Parts of the exercise:
- a) In the account of becoming a Liverpool fan, which club did Liverpool beat the very next day?
- b) Pick up the account of becoming a Liverpool fan after its final sentence and keep it going.

Page text:
*-*-*

That whole explanation might be stupefying and ridiculous but that’s the way it happened. That was the way it had to happen: weirdly and organically. Aside from the hat, I feel that it is fate that Liverpool was virtually the only name that was thrown my way during my search. I heard it over and over and over again. You can judge me for this, but I don’t care. I am not bandwagoning my way onto anything. I chose Liverpool because I feel like Liverpool chose me. It’s that simple.

Of course, after the fact I was denounced by my boy Joe but I expected such things. I knew there would be repercussions to throwing my support behind Liverpool, with its rich tradition and its legion of fans. But to hell with all that, I want to support a club that actually has a chance every once in a while, you know? I don’t need to suffer for the sins of some poor ass club that will never do a damn thing. I am already a Lions fan, for fuck’s sake. No one should ever judge me for this. Besides, my boy Joe? He’s a Yankees fan. Yeah, I know!

The very next day, I feel like I was given a sign that everything was as it should be when Liverpool beat Manchester United, who are basically the Cowboys/Yankees/Galactic Empire all rolled up into one hateable club. Fuck yeah. Of course, I immediately took credit for the win, but inside I felt like it was another weird sign that this was the way it was supposed to be. I also found out that one of Liverpool’s best players is Luis Suarez, who you may remember as the Uruguayan dude who fucked over Ghana in the semi-finals of the World Cup by batting the ball away from the goal line with his hand in the final moments. Everybody shit on him, but fuck it, he did whatever it took. Fuck sportsmanship. That’s my kind of dude. Also, it turns out that he is kinda awesome and he might already be my favorite player in the world, although I have also fallen in love with Andy Carroll but that’s more because of his off the field exploits.

*-*-*

Information given:
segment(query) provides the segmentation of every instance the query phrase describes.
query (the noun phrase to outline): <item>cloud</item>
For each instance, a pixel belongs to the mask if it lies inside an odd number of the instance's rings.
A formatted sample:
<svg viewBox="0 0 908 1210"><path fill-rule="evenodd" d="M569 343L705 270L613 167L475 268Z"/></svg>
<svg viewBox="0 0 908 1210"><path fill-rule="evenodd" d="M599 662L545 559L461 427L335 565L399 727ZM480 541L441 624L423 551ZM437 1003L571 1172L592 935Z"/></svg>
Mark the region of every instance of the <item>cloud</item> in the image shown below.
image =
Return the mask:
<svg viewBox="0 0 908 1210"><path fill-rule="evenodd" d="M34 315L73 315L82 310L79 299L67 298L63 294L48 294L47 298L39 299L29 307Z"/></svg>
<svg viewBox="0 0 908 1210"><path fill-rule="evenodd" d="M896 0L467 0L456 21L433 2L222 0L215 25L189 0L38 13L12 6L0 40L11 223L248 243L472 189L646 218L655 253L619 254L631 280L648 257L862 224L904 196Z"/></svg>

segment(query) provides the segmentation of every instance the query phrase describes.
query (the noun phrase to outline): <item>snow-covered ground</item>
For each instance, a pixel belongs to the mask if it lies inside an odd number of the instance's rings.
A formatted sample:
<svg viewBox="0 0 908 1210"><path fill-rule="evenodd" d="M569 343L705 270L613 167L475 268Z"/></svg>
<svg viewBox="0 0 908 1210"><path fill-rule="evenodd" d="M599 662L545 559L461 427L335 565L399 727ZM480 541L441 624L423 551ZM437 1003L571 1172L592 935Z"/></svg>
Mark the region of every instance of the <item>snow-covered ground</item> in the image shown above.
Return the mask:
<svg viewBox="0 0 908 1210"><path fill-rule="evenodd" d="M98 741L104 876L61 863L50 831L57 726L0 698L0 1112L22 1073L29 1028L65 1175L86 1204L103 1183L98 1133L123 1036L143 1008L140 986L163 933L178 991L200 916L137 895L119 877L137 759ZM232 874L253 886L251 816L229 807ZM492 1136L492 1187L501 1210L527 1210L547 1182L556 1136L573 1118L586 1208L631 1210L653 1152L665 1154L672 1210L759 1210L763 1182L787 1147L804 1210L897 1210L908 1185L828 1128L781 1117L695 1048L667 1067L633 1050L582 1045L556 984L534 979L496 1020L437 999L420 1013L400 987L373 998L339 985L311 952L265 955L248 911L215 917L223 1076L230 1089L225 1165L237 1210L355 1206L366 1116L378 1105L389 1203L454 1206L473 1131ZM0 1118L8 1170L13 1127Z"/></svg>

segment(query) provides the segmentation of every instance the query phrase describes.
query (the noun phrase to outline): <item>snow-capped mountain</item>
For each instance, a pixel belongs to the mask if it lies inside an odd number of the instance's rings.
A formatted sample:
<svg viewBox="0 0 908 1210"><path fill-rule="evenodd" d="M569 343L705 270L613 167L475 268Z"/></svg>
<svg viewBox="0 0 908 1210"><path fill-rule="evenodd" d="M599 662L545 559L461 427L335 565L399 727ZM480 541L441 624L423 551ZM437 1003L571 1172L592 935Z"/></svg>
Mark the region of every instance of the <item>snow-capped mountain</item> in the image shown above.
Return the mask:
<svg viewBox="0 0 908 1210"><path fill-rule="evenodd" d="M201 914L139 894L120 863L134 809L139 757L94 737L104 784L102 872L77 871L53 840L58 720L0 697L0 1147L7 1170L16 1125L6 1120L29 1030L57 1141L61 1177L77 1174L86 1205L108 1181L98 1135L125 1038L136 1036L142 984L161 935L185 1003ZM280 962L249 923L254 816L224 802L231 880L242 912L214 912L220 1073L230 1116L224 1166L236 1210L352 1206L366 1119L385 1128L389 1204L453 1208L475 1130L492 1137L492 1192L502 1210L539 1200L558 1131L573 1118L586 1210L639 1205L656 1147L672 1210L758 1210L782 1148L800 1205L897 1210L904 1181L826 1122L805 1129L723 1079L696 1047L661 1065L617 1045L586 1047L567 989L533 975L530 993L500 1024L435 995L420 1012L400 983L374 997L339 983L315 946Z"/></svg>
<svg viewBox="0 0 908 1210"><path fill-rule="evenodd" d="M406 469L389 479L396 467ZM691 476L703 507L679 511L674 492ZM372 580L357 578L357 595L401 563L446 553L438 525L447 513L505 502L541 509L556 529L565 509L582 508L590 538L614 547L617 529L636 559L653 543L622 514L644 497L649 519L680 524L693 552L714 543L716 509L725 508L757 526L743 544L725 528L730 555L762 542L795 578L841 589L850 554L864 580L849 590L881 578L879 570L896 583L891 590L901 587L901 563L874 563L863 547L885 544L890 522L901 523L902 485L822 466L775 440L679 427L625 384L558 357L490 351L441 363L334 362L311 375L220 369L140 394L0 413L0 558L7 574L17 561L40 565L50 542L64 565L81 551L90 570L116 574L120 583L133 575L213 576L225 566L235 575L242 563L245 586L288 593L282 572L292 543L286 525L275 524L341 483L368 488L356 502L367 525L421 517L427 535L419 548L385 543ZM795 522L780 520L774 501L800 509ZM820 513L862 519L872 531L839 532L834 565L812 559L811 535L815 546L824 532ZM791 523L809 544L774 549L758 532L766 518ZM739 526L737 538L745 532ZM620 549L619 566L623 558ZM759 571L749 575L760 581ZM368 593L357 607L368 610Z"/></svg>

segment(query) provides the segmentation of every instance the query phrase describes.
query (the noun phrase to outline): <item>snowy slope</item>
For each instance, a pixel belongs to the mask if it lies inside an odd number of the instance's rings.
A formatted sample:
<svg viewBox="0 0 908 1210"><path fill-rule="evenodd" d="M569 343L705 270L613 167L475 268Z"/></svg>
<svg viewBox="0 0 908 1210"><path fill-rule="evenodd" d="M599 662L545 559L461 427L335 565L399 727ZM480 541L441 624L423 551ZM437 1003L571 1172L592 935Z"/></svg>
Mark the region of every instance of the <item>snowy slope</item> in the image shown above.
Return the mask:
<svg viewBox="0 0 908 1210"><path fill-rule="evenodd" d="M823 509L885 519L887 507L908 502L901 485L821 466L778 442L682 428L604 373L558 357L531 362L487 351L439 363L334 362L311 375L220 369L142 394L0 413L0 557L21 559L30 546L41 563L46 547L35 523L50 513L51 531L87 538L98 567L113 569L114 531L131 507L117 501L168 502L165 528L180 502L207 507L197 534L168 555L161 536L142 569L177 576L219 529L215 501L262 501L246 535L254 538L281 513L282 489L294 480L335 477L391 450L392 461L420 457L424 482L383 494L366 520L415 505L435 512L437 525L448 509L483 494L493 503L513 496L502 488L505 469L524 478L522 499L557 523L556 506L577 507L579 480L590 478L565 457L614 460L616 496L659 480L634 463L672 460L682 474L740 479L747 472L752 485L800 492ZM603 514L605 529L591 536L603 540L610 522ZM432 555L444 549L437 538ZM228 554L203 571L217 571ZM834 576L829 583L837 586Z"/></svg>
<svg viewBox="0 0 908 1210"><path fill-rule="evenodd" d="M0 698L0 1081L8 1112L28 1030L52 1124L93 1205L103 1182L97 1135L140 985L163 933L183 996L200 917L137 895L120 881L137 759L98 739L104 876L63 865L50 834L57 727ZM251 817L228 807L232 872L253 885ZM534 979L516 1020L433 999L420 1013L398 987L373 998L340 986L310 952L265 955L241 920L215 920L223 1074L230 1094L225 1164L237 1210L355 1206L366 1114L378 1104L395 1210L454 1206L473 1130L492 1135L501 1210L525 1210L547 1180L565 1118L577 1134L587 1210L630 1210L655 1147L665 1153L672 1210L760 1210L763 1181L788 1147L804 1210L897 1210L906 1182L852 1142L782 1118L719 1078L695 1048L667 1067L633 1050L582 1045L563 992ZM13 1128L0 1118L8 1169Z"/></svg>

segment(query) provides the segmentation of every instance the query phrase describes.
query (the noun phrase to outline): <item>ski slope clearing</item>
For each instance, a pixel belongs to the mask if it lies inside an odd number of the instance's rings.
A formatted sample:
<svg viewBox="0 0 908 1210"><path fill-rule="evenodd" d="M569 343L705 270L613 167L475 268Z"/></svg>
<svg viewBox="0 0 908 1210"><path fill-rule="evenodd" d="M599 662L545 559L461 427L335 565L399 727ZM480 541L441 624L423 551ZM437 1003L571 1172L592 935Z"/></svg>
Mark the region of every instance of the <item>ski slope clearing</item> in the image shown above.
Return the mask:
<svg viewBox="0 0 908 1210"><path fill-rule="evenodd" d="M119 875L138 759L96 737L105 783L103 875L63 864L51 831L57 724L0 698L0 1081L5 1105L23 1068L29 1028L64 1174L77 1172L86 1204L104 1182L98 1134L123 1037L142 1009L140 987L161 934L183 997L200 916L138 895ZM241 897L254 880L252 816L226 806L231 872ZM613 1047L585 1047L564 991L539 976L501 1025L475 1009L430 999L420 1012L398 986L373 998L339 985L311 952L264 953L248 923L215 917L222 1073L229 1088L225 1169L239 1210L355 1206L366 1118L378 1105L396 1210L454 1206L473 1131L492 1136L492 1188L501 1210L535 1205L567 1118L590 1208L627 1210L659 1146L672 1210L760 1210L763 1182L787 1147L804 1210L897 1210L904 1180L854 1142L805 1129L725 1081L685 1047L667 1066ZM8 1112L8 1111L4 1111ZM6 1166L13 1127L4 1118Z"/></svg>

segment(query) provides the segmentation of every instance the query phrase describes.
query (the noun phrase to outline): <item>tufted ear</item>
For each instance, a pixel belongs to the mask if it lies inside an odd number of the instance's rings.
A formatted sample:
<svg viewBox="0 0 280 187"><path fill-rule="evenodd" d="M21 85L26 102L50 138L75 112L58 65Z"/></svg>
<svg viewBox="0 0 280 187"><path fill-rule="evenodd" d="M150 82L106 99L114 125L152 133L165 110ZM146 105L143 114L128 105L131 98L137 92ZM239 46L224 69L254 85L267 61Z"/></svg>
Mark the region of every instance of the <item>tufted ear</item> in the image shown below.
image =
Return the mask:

*-*-*

Answers to the tasks:
- a) Manchester United.

- b)
Anyway, so there you have it. I am now a fan of the Liverpool Football Club (Yeah, yeah, I know, I’m already being assimilated and brainwashed into using their terminology, but what can I say? These are strange and terrible times and these things happen.) What does any of this have to do with the Lions? Fuck if I know. But it does have to do with the nature of fandom and being a Lions fan requires you to either be completely oblivious to such a thing so that it doesn’t destroy your soul or to be overly introspective so that you can explain the horror of it all to yourself so that it doesn’t, well, destroy your soul. So I feel like being a Lions fan put me in a unique position to understand what I was looking for so that when it found me I could embrace it. That is kind of a weird sentiment, tinged with a vaguely bullshit Zen philosophy, but it’s true. I couldn’t just pick a team. I had to let a team pick me, but I had to be open to it. And being a Lions fan allowed me to understand how to attune my fan energies in the best way so that this would happen. No, I swear I’m not high as fuck right now.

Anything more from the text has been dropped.